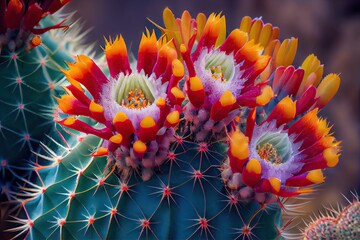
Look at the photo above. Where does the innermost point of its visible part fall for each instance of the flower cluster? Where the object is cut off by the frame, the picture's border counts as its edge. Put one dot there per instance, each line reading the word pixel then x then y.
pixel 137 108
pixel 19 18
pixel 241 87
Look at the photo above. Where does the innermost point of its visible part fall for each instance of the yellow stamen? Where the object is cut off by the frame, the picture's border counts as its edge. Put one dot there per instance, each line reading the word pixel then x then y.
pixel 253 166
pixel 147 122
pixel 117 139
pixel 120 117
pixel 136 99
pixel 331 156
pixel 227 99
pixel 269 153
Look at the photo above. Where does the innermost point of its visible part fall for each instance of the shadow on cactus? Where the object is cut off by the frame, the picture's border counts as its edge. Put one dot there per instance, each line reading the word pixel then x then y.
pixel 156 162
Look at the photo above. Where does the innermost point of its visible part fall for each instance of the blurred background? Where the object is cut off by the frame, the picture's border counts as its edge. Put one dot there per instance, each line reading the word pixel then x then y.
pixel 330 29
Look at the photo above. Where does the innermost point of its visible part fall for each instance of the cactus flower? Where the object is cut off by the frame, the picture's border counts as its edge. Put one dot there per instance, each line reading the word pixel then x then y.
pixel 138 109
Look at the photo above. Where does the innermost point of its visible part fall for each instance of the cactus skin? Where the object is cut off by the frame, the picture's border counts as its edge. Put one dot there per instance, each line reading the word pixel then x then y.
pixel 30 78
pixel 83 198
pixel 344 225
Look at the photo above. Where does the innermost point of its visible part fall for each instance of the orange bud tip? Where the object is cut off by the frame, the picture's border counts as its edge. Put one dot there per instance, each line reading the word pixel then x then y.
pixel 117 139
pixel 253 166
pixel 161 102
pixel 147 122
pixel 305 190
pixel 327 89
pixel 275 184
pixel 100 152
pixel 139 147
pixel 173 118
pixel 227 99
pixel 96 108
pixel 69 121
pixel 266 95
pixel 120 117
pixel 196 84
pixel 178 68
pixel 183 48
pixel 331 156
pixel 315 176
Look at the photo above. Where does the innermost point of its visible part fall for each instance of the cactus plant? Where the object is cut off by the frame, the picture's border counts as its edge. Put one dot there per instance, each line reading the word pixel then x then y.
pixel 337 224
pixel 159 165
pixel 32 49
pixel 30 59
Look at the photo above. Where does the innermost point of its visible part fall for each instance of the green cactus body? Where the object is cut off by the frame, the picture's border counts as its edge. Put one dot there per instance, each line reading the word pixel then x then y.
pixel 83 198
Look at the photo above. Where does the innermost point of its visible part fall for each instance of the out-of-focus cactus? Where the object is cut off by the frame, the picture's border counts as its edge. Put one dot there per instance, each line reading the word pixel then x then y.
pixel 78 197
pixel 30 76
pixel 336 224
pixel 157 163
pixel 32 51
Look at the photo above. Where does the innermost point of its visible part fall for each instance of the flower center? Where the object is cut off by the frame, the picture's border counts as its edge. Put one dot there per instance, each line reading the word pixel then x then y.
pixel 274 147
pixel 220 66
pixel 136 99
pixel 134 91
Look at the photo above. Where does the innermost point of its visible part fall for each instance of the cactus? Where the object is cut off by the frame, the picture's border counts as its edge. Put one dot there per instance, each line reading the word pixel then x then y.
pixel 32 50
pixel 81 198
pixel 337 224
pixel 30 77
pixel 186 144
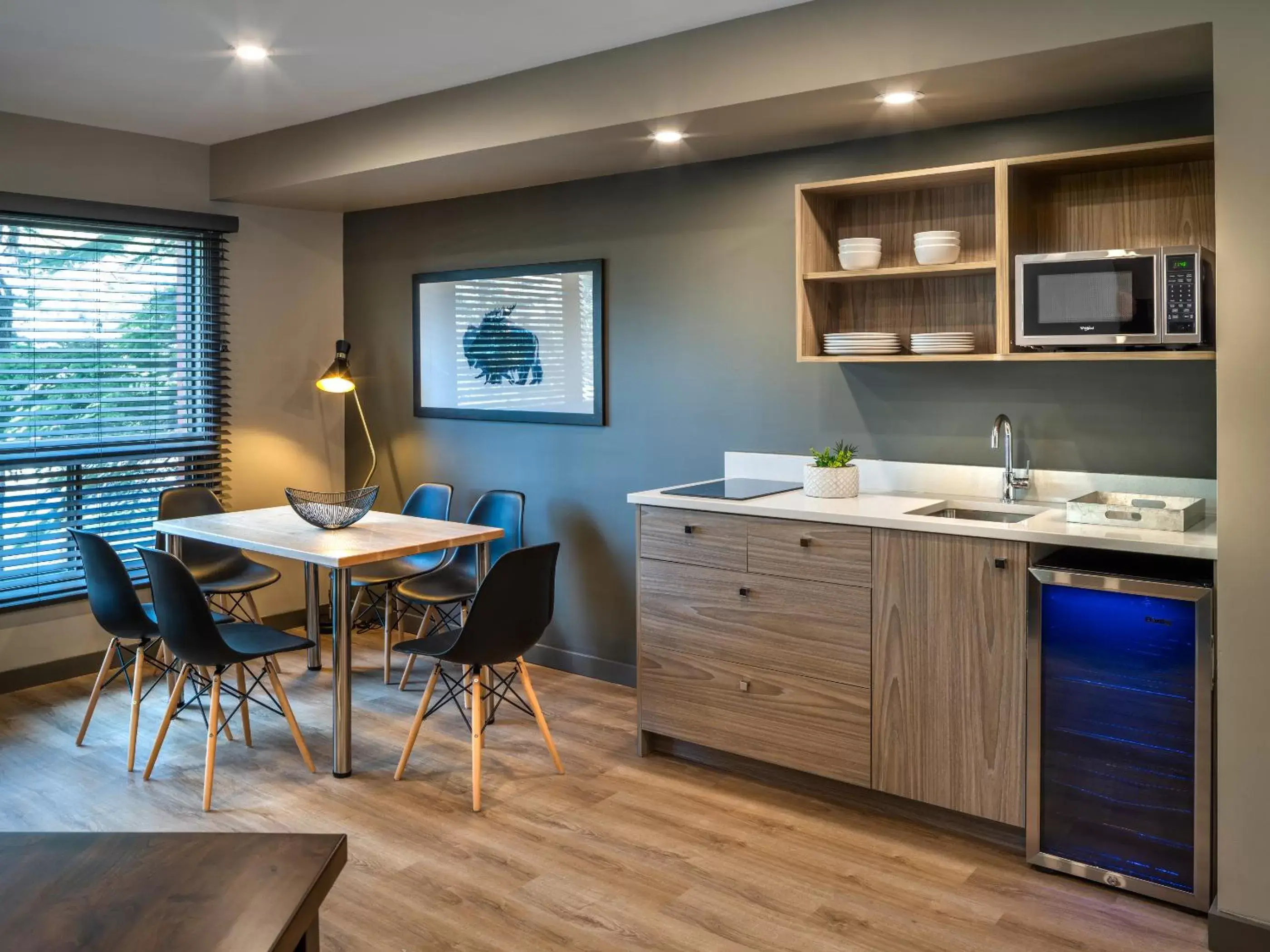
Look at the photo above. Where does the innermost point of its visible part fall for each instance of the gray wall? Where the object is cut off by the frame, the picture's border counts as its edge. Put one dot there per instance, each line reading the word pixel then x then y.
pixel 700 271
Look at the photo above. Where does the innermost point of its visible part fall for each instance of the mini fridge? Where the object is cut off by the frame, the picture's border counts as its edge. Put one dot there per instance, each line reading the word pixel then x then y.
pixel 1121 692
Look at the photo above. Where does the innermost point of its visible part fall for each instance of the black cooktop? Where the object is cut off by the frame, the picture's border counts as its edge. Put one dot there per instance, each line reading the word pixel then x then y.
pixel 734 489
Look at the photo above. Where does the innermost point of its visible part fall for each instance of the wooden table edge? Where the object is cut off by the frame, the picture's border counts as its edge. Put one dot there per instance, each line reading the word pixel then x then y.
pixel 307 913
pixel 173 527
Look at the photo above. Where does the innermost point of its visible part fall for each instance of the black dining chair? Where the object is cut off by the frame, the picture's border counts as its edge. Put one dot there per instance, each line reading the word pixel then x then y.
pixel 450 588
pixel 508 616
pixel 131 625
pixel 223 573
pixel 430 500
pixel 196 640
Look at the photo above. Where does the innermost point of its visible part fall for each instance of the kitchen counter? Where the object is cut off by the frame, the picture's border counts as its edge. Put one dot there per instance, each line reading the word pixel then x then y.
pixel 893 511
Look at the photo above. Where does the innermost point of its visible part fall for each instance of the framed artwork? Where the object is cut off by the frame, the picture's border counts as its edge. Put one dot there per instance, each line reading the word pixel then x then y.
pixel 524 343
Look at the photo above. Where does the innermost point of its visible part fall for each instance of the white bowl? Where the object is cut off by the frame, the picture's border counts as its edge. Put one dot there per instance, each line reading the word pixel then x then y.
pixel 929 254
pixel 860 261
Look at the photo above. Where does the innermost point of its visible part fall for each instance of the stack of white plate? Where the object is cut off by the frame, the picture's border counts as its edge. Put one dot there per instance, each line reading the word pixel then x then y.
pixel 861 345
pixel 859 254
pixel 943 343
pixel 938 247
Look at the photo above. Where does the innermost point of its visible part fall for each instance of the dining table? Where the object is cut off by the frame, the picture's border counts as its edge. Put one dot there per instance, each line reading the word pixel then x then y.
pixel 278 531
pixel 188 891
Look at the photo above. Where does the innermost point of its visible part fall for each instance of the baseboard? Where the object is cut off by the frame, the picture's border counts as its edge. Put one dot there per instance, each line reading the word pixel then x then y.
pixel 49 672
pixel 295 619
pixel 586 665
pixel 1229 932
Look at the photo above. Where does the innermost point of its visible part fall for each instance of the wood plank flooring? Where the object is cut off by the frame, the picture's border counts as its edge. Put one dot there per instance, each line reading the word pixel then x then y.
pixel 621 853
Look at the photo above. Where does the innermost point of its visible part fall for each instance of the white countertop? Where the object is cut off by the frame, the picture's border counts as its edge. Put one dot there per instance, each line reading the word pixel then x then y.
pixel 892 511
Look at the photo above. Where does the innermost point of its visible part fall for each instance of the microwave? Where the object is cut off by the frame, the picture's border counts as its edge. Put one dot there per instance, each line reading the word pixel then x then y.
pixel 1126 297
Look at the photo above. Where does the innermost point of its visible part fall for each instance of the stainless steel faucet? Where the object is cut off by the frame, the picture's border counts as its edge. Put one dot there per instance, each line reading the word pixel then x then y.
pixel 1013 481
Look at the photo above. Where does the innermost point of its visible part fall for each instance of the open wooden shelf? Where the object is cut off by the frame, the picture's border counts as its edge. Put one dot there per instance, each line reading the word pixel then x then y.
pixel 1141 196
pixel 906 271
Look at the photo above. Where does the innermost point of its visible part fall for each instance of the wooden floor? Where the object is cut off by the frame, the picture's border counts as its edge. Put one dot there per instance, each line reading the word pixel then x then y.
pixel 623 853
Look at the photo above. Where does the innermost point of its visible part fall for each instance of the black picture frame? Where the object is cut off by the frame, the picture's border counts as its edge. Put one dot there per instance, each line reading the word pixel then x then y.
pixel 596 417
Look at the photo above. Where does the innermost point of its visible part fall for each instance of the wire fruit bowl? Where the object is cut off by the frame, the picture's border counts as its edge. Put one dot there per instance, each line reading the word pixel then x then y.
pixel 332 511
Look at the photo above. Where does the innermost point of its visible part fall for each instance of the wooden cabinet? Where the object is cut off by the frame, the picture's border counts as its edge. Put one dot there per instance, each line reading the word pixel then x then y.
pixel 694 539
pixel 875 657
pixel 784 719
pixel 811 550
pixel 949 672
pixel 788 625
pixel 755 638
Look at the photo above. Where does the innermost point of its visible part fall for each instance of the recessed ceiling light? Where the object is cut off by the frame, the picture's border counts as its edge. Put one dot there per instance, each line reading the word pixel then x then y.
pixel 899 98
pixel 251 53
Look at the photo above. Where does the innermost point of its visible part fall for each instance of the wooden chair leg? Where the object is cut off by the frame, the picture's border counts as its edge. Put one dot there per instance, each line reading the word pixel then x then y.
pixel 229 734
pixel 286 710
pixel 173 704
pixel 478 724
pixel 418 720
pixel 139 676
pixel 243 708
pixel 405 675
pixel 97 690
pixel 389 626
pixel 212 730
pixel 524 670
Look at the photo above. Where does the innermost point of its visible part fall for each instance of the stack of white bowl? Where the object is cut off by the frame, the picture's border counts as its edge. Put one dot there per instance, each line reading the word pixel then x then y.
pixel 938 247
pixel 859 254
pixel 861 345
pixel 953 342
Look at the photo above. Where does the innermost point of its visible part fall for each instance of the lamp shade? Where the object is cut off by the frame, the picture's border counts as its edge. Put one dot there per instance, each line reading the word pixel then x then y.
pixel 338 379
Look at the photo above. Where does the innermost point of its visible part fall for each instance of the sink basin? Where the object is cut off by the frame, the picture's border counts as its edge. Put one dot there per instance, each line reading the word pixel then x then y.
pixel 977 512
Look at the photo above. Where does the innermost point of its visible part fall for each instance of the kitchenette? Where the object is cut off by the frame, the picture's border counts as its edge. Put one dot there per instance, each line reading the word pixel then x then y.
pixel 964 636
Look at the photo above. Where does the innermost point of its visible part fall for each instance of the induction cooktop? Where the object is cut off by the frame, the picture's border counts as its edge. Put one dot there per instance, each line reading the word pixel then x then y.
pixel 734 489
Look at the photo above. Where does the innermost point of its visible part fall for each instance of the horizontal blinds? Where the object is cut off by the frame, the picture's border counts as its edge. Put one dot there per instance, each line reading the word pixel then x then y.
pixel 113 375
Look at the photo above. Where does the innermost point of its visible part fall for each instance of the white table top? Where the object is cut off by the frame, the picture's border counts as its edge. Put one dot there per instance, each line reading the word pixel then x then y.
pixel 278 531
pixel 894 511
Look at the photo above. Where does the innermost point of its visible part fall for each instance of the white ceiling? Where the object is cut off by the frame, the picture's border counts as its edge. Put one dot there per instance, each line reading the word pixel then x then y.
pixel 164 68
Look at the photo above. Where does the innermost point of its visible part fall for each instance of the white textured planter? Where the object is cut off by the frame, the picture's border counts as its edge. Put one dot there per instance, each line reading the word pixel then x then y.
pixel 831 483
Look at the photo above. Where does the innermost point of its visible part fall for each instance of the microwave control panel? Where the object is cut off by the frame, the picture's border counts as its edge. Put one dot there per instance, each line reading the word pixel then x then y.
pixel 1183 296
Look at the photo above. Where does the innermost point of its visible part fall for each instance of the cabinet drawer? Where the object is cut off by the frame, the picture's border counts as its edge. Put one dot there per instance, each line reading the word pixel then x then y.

Task statement: Can you reproduce only the lines of the records starting at the one containing "the white table" and ending at the one containing "pixel 894 511", swapping "white table top" for "dining table surface" and leaving everything else as it is?

Exercise solution:
Look at the photo above. Where does the innermost point of its visible part fall for each instance of the dining table surface? Where the object is cut off by the frame, the picture's border counts as its edge. Put one dot there per instance, each line reading the word pixel then x then y.
pixel 278 531
pixel 894 511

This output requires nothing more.